Information provided:
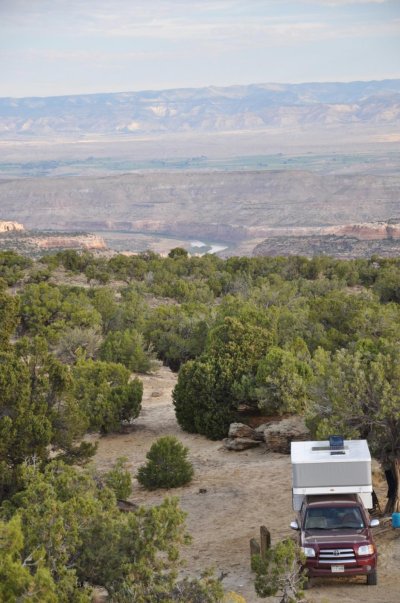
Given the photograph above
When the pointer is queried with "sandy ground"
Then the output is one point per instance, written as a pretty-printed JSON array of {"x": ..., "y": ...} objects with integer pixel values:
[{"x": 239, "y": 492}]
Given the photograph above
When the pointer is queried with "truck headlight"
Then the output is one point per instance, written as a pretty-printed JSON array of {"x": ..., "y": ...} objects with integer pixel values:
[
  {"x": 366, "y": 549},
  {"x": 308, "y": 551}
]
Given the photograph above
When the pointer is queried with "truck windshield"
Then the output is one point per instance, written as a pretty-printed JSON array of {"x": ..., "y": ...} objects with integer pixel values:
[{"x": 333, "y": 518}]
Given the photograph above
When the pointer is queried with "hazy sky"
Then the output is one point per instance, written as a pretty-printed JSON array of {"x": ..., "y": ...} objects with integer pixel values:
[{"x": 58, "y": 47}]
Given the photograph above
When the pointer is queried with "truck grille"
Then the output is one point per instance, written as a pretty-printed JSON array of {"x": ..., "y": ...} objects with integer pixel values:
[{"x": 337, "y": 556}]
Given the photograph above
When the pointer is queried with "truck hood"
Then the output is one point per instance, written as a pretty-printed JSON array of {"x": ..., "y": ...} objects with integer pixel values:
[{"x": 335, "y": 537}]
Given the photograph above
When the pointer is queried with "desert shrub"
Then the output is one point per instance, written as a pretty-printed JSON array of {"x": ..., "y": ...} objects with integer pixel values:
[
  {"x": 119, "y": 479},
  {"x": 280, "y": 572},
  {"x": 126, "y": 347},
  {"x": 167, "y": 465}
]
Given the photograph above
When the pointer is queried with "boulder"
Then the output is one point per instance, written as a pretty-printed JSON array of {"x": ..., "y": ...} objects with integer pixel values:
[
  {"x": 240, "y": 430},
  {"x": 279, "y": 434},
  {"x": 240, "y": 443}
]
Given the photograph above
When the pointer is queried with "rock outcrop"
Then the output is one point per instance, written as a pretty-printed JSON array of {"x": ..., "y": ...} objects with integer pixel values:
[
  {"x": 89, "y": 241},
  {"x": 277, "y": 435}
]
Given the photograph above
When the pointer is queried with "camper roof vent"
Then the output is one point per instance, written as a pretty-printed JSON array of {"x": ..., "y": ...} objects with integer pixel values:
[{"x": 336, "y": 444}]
---
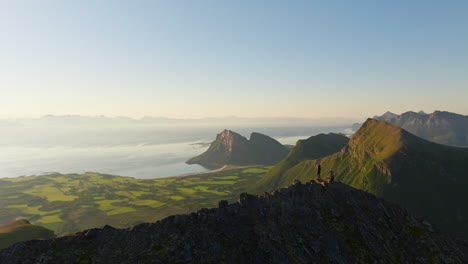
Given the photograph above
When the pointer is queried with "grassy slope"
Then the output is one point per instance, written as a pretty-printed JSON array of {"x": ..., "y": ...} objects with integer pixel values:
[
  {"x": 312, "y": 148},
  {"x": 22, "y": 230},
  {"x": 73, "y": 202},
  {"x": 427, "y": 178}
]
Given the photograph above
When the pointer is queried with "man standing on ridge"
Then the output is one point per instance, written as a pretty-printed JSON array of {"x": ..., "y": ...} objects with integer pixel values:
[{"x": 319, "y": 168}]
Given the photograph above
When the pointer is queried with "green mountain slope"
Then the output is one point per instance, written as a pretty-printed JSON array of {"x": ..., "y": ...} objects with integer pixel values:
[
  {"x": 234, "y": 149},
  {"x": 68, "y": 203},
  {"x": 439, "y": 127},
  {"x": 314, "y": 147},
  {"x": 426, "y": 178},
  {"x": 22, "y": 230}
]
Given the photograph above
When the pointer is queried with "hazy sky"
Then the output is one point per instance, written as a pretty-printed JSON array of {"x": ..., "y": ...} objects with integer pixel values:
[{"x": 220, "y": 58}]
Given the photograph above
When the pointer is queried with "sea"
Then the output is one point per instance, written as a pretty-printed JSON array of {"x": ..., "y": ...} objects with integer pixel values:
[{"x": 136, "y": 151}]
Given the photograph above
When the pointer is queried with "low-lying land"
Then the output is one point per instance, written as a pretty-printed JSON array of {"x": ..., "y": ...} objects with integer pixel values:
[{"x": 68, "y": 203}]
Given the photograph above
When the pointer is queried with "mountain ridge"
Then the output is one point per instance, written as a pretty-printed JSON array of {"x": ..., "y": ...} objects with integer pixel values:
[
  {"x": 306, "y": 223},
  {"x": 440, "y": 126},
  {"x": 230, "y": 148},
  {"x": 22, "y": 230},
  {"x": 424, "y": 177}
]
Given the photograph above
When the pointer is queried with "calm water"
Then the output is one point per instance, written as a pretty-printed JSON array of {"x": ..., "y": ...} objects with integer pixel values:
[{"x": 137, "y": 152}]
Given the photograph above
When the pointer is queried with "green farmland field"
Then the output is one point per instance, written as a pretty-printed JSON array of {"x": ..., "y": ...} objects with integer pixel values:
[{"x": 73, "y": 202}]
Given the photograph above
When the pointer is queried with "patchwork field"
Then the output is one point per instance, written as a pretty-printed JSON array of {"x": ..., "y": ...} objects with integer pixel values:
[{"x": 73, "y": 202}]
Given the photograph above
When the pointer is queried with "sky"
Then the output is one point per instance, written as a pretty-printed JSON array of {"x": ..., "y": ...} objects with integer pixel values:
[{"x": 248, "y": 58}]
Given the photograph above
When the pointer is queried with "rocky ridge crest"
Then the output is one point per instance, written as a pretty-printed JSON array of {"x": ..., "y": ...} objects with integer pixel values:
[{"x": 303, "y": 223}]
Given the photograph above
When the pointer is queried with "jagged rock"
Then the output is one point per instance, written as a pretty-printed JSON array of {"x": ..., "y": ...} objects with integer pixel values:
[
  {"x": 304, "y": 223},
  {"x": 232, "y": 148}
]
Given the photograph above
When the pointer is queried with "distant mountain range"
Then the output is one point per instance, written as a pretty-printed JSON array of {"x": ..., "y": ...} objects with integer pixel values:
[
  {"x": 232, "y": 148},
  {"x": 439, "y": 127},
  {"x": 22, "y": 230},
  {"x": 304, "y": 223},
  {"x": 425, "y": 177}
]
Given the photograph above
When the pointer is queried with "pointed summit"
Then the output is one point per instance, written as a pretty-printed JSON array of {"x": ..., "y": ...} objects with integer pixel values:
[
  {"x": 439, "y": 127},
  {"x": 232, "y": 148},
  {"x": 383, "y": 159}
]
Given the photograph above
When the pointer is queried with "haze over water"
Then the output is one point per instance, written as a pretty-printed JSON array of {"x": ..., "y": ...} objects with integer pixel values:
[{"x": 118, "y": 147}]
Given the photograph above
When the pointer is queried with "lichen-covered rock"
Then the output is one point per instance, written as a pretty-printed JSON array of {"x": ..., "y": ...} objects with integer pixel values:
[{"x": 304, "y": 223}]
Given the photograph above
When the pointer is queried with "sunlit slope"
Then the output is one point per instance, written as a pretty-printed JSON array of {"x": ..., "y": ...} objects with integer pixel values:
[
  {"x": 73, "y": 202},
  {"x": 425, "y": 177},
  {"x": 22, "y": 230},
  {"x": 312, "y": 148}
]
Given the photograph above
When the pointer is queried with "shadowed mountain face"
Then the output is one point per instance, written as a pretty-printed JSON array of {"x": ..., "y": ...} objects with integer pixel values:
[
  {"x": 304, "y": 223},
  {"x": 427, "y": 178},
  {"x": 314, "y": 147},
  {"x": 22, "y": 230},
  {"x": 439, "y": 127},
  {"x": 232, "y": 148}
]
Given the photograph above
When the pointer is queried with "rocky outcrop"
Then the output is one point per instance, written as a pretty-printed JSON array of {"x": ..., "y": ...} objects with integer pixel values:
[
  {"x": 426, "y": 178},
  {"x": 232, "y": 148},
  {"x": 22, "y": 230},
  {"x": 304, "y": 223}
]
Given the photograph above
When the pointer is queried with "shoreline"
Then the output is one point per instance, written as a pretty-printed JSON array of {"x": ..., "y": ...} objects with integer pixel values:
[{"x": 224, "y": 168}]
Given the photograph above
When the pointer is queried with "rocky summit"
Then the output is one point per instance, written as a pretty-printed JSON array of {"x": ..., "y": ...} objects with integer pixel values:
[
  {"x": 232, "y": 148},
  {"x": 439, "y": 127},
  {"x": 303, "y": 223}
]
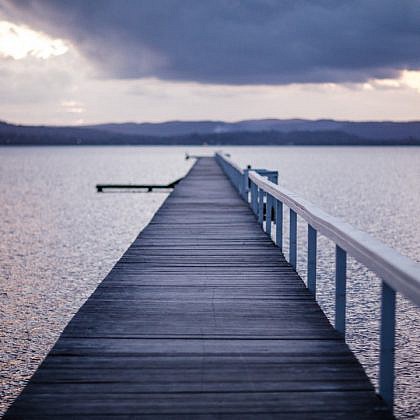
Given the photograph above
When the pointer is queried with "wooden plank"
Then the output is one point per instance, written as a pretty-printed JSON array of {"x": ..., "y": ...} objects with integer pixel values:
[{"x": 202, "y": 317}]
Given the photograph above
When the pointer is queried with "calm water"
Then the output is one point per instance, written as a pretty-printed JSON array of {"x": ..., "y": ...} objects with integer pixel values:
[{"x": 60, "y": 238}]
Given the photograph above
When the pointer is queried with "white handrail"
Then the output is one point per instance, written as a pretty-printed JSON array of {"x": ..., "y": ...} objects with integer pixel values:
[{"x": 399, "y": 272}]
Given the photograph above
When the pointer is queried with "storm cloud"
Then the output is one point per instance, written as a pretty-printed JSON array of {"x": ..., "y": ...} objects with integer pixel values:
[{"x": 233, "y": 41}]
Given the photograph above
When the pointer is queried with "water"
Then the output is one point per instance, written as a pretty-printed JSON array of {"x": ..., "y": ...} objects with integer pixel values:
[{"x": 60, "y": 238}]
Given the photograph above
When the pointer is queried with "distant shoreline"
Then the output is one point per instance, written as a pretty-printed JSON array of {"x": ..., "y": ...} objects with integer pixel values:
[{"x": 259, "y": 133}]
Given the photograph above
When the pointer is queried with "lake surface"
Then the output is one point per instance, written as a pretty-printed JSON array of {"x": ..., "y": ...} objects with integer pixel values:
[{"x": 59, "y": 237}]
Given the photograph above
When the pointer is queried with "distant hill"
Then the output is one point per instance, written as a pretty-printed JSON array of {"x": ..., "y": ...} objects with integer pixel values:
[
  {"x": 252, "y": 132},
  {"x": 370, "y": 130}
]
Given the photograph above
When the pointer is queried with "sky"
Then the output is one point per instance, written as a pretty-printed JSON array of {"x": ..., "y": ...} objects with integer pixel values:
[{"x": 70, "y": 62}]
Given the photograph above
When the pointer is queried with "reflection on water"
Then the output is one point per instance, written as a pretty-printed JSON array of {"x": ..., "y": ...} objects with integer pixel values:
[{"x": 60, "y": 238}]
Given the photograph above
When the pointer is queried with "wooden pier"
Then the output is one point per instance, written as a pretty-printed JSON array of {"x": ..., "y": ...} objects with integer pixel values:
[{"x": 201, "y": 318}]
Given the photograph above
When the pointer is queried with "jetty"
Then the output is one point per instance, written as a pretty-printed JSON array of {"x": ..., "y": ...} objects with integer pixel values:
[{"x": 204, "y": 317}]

What to produce:
Please identify every line in the entries above that contains the word "shoreline" and copy each of those lines in full.

Reply to the task:
When the pointer is queried with "shoreline"
When the pointer is queried with "distant shoreline"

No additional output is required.